Material for this task:
>>
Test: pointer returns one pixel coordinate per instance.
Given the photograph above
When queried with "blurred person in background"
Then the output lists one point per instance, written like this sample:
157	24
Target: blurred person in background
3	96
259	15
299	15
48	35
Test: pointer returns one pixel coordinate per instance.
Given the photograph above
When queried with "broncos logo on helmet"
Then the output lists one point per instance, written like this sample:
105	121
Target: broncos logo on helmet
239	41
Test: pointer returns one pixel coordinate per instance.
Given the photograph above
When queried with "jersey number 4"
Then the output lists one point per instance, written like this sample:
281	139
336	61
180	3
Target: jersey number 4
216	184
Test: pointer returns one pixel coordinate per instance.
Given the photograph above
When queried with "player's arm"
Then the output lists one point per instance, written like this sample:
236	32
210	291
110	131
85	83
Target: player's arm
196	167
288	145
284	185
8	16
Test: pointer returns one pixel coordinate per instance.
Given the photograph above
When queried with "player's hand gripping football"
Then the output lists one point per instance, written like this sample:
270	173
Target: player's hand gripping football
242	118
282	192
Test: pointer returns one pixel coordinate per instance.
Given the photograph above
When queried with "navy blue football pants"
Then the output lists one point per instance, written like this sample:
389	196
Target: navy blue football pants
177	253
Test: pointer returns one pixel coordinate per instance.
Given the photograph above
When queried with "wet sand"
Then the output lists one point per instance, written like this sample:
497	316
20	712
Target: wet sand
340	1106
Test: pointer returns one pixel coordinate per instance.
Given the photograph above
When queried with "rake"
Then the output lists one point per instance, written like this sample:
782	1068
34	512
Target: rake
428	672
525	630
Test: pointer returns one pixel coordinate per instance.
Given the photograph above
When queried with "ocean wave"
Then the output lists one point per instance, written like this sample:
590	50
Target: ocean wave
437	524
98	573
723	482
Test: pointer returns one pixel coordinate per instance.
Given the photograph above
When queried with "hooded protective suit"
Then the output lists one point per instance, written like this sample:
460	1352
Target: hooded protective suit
<<
Aim: Every entry above should be retyped exactly as shown.

Solution for this problem:
Test: pointer returns one pixel coordinate per instance.
Given the photograph above
When queried with "blurred person in background"
Then the output lists one point per instance, written like this sample:
157	24
Target: blurred person in background
3	96
259	15
299	15
48	35
Test: pointer returns one pixel coordinate per instance.
Given the photograph above
When queried with "broncos logo on helmet"
Then the output lists one point per instance, written like this sample:
105	121
Target: broncos logo on helmet
239	41
Test: pointer returns one pixel coordinate per instance.
Given the photograph above
When queried with "jersey number 4"
Then the output lists one point per instance, written like this sample:
281	139
336	61
180	3
Target: jersey number 4
216	184
Test: pointer returns one pixel coordinate per instance.
Given the photograph above
When queried with "player's arm"
Then the output lists one point per instance, written like this sample:
236	32
210	291
110	131
85	83
Target: player's arm
196	167
288	145
284	185
8	16
Test: pointer returns one pixel coordinate per instance.
Given the photograph above
When queried with "player's hand gripping football"
Then the output lists one point per instance, written like this sample:
270	173
Target: player's hand gripping football
242	118
282	192
Test: pointer returns one pixel coordinate per instance.
Given the photograph above
When queried with "navy blue football pants"
Then the output lists one point per instance, written like this sample:
389	196
Target: navy blue football pants
177	253
Test: pointer returns one pixel coordinate per instance.
Given the photograph above
When queried with "wet sand"
Then the output lists one point per instance, written like this sample:
497	316
20	712
Target: wet sand
340	1106
Test: pointer returns one pixel coordinate per instance.
Given the photograph above
When queried with "rake"
Then the output lists one point per instance, written like this sample:
782	1068
34	512
Target: rake
428	672
525	630
Test: pointer returns one pixel coordinate per instance.
Given the photograph above
When queried with "ocean wave"
Then the output lists one point per instance, written like this sample:
590	50
Target: ocean wave
437	524
98	573
723	482
Test: pointer returns one pixel coordinate per instance.
Given the photograph above
When queried with "hooded protective suit"
Then the output lists one point per instance, written like this sample:
460	1352
Target: hooded protective suit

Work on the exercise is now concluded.